## Work task:
Would you please set down the data again exactly as given, excluding the pictures?

## Dataset entries:
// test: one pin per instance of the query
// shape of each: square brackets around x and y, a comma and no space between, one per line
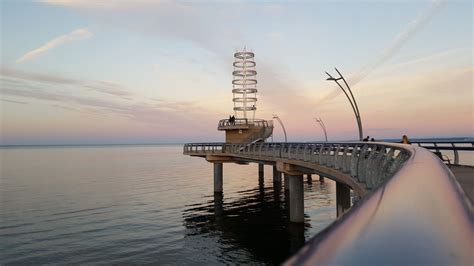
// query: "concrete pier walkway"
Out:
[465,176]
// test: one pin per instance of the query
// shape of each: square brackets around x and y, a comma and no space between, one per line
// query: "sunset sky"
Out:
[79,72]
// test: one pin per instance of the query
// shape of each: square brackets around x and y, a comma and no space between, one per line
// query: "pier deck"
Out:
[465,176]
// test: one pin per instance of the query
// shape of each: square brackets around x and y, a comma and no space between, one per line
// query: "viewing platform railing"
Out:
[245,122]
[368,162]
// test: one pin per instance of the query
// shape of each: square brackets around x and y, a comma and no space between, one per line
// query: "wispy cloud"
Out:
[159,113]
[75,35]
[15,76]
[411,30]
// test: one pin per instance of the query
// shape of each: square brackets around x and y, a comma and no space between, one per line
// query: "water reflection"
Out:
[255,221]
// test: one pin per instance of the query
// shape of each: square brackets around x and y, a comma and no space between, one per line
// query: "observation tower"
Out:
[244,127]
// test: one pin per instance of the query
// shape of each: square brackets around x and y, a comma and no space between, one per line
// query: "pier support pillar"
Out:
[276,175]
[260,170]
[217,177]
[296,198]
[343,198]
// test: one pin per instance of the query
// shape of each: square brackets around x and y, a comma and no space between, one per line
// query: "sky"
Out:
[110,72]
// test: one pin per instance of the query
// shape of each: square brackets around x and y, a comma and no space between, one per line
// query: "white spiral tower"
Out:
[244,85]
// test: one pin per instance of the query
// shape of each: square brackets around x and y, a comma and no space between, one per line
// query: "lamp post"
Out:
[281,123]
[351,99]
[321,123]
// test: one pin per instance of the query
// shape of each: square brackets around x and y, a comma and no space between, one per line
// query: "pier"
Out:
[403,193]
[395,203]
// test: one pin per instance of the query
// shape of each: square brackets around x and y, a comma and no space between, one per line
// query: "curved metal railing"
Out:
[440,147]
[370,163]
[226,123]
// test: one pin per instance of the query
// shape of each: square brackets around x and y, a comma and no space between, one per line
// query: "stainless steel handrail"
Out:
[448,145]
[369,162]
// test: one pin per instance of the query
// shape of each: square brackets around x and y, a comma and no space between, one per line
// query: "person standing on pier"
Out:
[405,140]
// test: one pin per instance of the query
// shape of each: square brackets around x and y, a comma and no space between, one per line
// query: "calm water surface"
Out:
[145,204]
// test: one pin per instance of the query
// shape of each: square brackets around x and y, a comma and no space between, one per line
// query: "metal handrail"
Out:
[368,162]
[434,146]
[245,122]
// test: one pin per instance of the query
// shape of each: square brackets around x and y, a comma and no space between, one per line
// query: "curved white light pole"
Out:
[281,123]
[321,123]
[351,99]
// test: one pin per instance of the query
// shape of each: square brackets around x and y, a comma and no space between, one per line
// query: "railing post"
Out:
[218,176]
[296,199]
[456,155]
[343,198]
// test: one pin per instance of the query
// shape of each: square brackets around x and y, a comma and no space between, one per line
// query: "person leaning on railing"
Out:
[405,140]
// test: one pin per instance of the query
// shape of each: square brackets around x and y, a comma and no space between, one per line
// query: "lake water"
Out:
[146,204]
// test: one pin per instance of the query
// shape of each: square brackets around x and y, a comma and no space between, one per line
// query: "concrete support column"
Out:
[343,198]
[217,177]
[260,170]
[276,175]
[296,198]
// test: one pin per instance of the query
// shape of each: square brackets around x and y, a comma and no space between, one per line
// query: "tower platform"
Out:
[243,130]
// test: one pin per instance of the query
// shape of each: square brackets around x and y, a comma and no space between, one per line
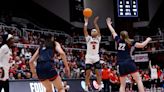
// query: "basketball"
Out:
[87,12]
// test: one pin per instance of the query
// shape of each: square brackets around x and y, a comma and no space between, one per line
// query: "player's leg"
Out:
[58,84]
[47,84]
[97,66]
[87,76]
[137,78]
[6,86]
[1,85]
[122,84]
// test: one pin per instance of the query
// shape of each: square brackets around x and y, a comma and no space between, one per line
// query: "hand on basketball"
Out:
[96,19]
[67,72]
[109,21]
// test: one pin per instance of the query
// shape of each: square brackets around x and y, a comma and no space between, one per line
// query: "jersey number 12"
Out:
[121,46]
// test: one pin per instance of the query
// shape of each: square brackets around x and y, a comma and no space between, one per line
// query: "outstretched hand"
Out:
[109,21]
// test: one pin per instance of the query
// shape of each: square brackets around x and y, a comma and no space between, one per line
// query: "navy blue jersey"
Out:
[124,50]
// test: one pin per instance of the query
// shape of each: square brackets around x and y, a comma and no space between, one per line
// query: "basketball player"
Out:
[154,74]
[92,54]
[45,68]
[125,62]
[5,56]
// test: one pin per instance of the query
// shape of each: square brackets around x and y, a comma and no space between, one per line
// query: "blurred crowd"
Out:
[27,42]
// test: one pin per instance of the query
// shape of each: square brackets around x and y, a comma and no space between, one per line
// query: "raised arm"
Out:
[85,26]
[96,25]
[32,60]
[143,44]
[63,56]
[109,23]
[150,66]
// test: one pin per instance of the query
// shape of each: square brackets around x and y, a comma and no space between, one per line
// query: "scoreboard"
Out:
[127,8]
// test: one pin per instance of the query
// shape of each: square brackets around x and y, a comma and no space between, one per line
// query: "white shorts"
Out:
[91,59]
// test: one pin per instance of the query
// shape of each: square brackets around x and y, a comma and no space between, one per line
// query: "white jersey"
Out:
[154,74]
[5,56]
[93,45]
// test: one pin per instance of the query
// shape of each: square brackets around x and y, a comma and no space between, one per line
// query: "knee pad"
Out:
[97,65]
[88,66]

## Written solution:
// test: one pin per instance of the query
// shape of each: square brackets around x and y, a comma and no space between, one per line
// query: "concrete pier walkway"
Out:
[465,176]
// test: one pin per instance of the query
// shape of each: square brackets around x and y, a comma and no space between, one per line
// query: "sunset sky"
Out:
[79,72]
// test: one pin per instance of the query
// shape of each: square brackets around x and y, a comma and no space between, one per line
// query: "pier deck"
Out:
[465,176]
// test: one pin per instance of the query
// shape of each: square brackets around x and y, a comma and no space between, one per line
// query: "viewing platform railing"
Out:
[245,122]
[368,162]
// test: one pin per instance of the query
// shape of each: square brackets around x and y, a comma and no space between, one per line
// query: "wispy cloud"
Out:
[159,113]
[75,35]
[15,76]
[411,30]
// test: one pin per instance of the query
// shape of each: square brackets around x and y, a comma and no space between, one per line
// query: "water reflection"
Out:
[255,221]
// test: one pin per instance of the query
// shape of each: square brackets around x and y, a comma and no space between, one per line
// query: "observation tower"
Out:
[244,127]
// test: one pin per instance of the query
// shape of each: square brackets around x and y, a comma and no space between, one per line
// query: "pier support pillar"
Out:
[276,175]
[260,170]
[217,177]
[296,198]
[343,198]
// test: one pin per instance of the query
// shape of each: square brackets around x and y, a comma and no space between, one per line
// query: "sky"
Out:
[110,72]
// test: one pin per instance of the query
// shape of each: square brackets around x and y, a comma and no space between, one per line
// query: "white spiral tower"
Out:
[244,85]
// test: one pin per instance of the query
// shape of each: square brackets around x and y, a comma and no space between, one per line
// query: "lamp post"
Out:
[281,123]
[351,99]
[321,123]
// test: one pin per instance of the query
// shape of each: square brackets around x and y, a comma and no space between, one per line
// query: "pier"
Out:
[403,193]
[395,203]
// test: one pin per instance of the query
// shape of each: square brackets around x and y, a comma and no space between, one per line
// query: "curved metal railing"
Out:
[440,147]
[370,163]
[226,123]
// test: one pin per instance of the query
// shape of each: square brackets around x and y, a comma and no space between, one per line
// query: "stainless steel handrail"
Out:
[448,145]
[369,162]
// test: one pin per instance of the query
// shape of each: square brackets around x and y, a comma and no space between, one per line
// query: "person standing on pier"
Out:
[405,140]
// test: one pin per instance of the query
// shape of each: square brackets around x and y, a comma and no space between, one per line
// query: "calm water surface"
Out:
[145,204]
// test: one pin per instance of the query
// shape of each: square brackets around x and y, a comma and no space between, one per line
// query: "metal handrail"
Out:
[368,162]
[434,146]
[245,122]
// test: one pin per instance of the query
// shape of each: square brackets around x and y, a comma and no space between, one per line
// query: "curved white light pole"
Out:
[281,123]
[321,123]
[351,99]
// test: one pin per instance of the query
// shape of each: square brackets around x and y, a comma and no space between, one per line
// query: "railing post"
Out:
[218,176]
[296,199]
[456,155]
[343,198]
// test: one pin per instance of the query
// shape of each: square brackets around x and y, a comma and no space between, one per line
// query: "person leaning on railing"
Out:
[405,140]
// test: one pin per instance of the query
// shape of each: square brackets around x and y, a comma and no space between, one per line
// query: "lake water"
Out:
[146,204]
// test: one pin per instance of the query
// shape of each: square brackets around x and y, a comma and no space between, one per line
// query: "concrete support column"
Out:
[343,198]
[217,177]
[260,170]
[276,175]
[296,198]
// test: one pin per instance of the query
// shape of each: square brackets around x and y, a comma and no space between, one per line
// query: "tower platform"
Out:
[243,130]
// test: one pin per instance of the query
// shape of each: square brackets around x and y, a comma and no space between, one per line
// query: "basketball"
Out:
[87,12]
// test: one pin per instance of the query
// shape of each: square brackets around x and y, a comma and no space between, one per line
// query: "player's leg"
Out:
[58,84]
[47,84]
[97,66]
[87,76]
[137,78]
[6,86]
[1,85]
[122,84]
// test: one pin per instance of the query
// shape of each: square brackets around x and y, a comma and no space between, one per line
// query: "hand on basketball"
Out:
[96,19]
[67,72]
[109,21]
// test: one pin per instance of the query
// shape of each: square brackets around x and y, a comma and no space between, one per line
// query: "jersey number 12"
Out:
[121,46]
// test: one pin per instance of the query
// shape of each: square brackets around x and y, a comma and no space between, one per line
// query: "outstretched hand"
Out:
[109,21]
// test: one pin per instance of the query
// shape of each: square brackets around x and y, a comma and no space between, one per line
// query: "navy blue jersey"
Out:
[124,50]
// test: one pin per instance of the query
// shape of each: square brackets around x and y, a comma and no space between, one per line
// query: "basketball player"
Out:
[154,74]
[92,54]
[45,68]
[125,62]
[5,56]
// test: one pin per instance of the query
// shape of each: square brackets around x and y, a comma and no space between, one per line
// query: "blurred crowd"
Out:
[27,42]
// test: one pin per instance of the query
// shape of each: square brackets around x and y, a comma and no space between, one per line
// query: "raised arm"
Out:
[85,26]
[96,25]
[32,60]
[143,44]
[63,56]
[109,23]
[150,66]
// test: one pin per instance of the query
// shape of each: square brackets around x and y, a comma and no space between, one per line
// query: "scoreboard"
Out:
[127,8]
// test: one pin per instance of the query
// shape of each: square brackets around x and y, a comma and no space between, one per line
// query: "white shorts"
Out:
[91,59]
// test: one pin per instance of the query
// shape of each: square brackets around x and y, a comma and no space between, one per line
// query: "white jersey"
Out:
[154,74]
[5,56]
[93,45]
// test: one pin per instance of the query
// shape of each: square brackets around x and y, a comma and no space between, one per line
// query: "knee pad"
Out:
[97,65]
[88,66]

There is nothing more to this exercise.